*** Texte étudié ***

Je crois utile de revenir, car c'est bien le coeur du débat, sur l'hospitalisation d'office. J'entends bien tout ce qui a été dit sur la récidive, mais il me semble que nous avons aussi la responsabilité collective d'éviter la première victime.
Il y a actuellement dans les hôpitaux psychiatriques français des personnes qui souffrent de graves troubles du comportement et qui ont été classées comme telles. Il y a un risque à dire à l'Assemblée nationale et dans le Journal officiel que le placement d'office n'est possible qu'en cas de maladie mentale reconnue – étiquetée – comme telle. Nous connaissons tous des cas de personnes souffrant de graves troubles du comportement et qui ont été placés à la demande d'un préfet ou d'un maire – je pense notamment à une personne placée à la demande de sa mère, qui est allée prévenir le maire qu'il allait y avoir un crime et qu'il fallait faire quelque chose. Il s'agit bien de troubles du comportement, d'une perversité qui a été considérée comme assez grave et dangereuse pour autrui pour qu'il y ait hospitalisation d'office. Ces personnes ne restent pas, il est vrai, dans les hôpitaux psychiatriques ordinaires. Dans les situations très graves, on peut décider de les acheminer vers Cadillac, Sarreguemines, Villejuif ou les quartiers de Cachan.
Or je crains qu'à force de dire que l'hospitalisation d'office n'est pas possible pour ce qu'on appelle des troubles du comportement et qu'il faut identifier la maladie mentale, ne se pose un problème pour ces personnes actuellement hospitalisées. L'hospitalisation d'office ne me semble pas être une atteinte à leur liberté. Au contraire, la dangerosité exprimée, vérifiée, et parfois même dite, la justifie pleinement. Il s'agit d'une protection pour eux-mêmes et pour la société et nous n'avons pas intérêt à déclarer qu'elle n'est possible que si la maladie est étiquetée. Je tenais à attirer votre attention, chers collègues, sur cette interprétation très stricte du texte.

***

→ **Travail demandé**
Dans l'intervention sur l'hospitalisation d'office, vers quels lieux peut-on acheminer ces personnes dans les situations très graves ? Les lignes ne servent à rien ici.

*** Données fournies ***

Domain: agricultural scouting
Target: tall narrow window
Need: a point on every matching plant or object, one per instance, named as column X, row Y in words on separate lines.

***

→ **Réponse**
Vers Cadillac, Sarreguemines, Villejuif ou les quartiers de Cachan.